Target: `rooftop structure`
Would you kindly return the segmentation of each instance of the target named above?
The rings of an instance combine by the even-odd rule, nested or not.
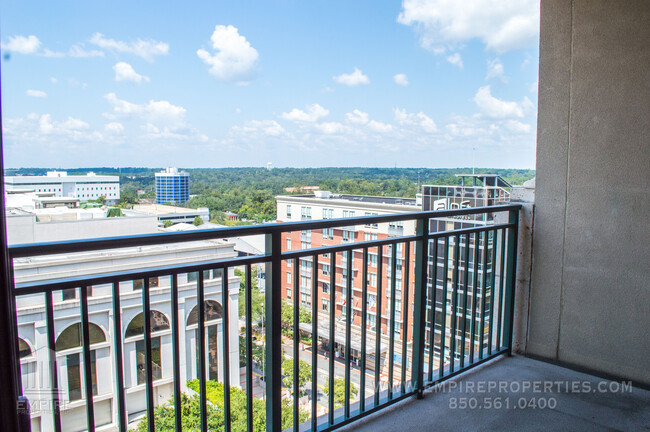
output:
[[[5,176],[4,181],[9,193],[31,191],[82,201],[103,196],[108,204],[116,204],[120,199],[120,178],[93,172],[82,176],[68,175],[66,171],[48,171],[44,176]]]
[[[131,211],[126,210],[126,214],[133,212],[155,216],[159,222],[170,221],[172,223],[192,223],[197,216],[203,222],[210,221],[210,210],[207,207],[191,209],[185,207],[176,207],[162,204],[135,204]]]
*****
_Work instructions_
Print the listing exactly, pictures excluded.

_Result below_
Target: `rooftop structure`
Would you kindly return the segmentation of each instance of the target named above?
The rings of an instance combine by the even-odd rule, nested or not.
output:
[[[5,176],[4,181],[9,193],[31,191],[82,201],[103,196],[108,204],[116,204],[120,199],[120,178],[93,172],[82,176],[68,175],[66,171],[48,171],[44,176]]]
[[[131,211],[126,210],[126,214],[133,212],[155,216],[159,222],[170,221],[172,223],[192,223],[197,216],[203,222],[210,221],[210,210],[207,207],[191,209],[185,207],[176,207],[162,204],[135,204]]]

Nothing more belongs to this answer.